[Records contained in a dataset]
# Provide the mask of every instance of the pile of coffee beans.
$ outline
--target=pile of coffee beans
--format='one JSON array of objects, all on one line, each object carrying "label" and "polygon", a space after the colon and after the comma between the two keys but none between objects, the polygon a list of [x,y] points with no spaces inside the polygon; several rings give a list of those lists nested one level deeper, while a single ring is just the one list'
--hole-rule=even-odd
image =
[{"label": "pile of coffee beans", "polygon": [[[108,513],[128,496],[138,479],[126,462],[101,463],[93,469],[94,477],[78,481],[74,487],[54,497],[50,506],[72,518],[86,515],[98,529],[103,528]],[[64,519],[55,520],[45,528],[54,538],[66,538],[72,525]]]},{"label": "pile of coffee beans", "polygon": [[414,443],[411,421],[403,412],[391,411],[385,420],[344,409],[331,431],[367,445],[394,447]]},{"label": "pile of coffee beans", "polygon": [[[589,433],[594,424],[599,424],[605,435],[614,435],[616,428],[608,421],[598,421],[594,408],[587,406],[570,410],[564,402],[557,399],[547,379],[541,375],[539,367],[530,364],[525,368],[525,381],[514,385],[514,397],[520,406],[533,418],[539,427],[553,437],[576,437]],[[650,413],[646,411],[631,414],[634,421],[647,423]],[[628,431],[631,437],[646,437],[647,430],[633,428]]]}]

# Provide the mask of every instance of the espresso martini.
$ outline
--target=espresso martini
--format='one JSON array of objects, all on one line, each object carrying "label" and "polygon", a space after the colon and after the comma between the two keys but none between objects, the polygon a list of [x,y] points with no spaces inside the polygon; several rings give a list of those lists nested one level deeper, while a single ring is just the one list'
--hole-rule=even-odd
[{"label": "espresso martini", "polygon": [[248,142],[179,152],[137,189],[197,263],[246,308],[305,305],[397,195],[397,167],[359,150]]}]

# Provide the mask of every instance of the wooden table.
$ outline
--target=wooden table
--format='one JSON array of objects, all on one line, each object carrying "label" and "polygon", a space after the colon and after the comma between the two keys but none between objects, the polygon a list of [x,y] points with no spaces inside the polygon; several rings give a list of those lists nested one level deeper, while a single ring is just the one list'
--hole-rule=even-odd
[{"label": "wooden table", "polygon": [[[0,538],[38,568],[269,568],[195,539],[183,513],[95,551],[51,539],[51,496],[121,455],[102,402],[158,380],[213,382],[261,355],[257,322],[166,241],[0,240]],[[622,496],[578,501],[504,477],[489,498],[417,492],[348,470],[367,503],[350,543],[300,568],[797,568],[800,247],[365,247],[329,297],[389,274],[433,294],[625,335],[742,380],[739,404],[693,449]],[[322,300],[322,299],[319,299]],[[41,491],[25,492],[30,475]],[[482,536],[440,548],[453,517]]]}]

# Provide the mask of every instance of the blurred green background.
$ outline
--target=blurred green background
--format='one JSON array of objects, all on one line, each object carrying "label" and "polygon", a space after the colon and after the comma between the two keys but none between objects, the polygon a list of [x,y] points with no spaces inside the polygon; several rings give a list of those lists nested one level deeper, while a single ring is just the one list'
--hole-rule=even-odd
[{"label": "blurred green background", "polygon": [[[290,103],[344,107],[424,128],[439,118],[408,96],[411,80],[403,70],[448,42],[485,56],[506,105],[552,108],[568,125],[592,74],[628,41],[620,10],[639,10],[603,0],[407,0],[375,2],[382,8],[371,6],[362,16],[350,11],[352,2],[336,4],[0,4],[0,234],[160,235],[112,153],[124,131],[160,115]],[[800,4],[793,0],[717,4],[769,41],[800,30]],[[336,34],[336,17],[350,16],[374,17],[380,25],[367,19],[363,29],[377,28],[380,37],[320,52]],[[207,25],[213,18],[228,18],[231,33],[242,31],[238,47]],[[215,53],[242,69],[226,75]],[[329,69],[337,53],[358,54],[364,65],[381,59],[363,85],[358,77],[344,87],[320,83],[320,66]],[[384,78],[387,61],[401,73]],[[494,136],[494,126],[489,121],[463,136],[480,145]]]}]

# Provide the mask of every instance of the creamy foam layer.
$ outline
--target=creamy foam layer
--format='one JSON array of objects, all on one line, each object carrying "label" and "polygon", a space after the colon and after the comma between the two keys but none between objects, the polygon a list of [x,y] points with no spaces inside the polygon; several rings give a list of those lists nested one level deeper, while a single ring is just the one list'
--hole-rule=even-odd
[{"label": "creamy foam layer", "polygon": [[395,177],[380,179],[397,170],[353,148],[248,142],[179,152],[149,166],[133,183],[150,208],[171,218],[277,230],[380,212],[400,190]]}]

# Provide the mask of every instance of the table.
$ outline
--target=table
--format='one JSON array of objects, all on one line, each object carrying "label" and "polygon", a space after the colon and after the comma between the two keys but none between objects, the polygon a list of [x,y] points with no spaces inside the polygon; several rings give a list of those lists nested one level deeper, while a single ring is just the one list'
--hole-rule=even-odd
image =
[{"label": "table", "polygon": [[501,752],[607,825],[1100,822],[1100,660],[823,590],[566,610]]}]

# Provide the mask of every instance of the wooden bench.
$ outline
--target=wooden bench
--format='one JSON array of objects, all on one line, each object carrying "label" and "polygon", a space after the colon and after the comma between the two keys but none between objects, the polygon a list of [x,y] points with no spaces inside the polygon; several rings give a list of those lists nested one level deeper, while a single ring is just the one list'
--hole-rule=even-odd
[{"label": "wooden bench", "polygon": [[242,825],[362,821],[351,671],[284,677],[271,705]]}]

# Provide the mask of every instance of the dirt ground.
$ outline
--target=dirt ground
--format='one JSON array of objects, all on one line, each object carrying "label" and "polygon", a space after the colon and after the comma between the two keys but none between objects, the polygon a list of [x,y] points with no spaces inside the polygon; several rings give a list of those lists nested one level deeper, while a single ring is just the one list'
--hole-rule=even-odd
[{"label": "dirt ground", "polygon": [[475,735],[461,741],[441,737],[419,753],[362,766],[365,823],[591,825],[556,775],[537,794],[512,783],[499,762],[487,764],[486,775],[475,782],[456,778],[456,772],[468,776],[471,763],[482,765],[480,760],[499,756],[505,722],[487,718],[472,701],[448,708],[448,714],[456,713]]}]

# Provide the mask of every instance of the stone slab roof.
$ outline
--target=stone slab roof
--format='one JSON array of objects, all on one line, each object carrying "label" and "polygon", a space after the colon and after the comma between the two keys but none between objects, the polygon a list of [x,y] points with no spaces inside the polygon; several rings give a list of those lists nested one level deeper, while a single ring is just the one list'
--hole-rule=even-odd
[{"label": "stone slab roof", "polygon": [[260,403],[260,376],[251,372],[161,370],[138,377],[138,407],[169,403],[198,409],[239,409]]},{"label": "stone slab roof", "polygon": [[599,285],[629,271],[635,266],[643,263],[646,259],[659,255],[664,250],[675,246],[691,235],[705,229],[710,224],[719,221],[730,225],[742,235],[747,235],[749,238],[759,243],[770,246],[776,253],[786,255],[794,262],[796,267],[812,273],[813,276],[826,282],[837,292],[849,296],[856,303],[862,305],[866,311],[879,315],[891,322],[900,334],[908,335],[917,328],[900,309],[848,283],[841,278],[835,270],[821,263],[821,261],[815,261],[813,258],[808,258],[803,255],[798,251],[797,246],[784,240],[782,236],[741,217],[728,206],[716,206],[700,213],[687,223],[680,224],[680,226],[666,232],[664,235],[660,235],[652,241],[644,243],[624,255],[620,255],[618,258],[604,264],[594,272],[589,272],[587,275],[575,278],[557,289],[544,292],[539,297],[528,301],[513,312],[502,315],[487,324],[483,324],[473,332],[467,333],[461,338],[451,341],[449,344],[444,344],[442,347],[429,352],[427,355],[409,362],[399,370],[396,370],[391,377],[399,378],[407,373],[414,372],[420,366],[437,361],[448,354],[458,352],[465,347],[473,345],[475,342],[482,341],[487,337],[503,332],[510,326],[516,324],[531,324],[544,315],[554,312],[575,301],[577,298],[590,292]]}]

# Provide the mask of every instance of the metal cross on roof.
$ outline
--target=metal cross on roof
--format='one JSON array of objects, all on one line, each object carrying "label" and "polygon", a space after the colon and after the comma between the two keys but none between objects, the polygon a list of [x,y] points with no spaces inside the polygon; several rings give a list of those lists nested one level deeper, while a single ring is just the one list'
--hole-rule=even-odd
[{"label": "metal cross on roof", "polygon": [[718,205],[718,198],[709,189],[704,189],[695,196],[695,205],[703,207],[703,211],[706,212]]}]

→ WHAT THE EXERCISE ASKS
Copy the lines from the start of the data verbatim, stopping after the line containing "--target=pile of coffee beans".

→ ANSWER
# Provide the mask of every instance of the pile of coffee beans.
$ outline
--target=pile of coffee beans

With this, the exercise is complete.